Begin Supplied entries
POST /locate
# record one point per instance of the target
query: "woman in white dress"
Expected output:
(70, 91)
End Supplied entries
The exercise → Return these lines as they are.

The answer →
POST /locate
# record one point per instance of the target
query: "woman in white dress"
Expected output:
(70, 91)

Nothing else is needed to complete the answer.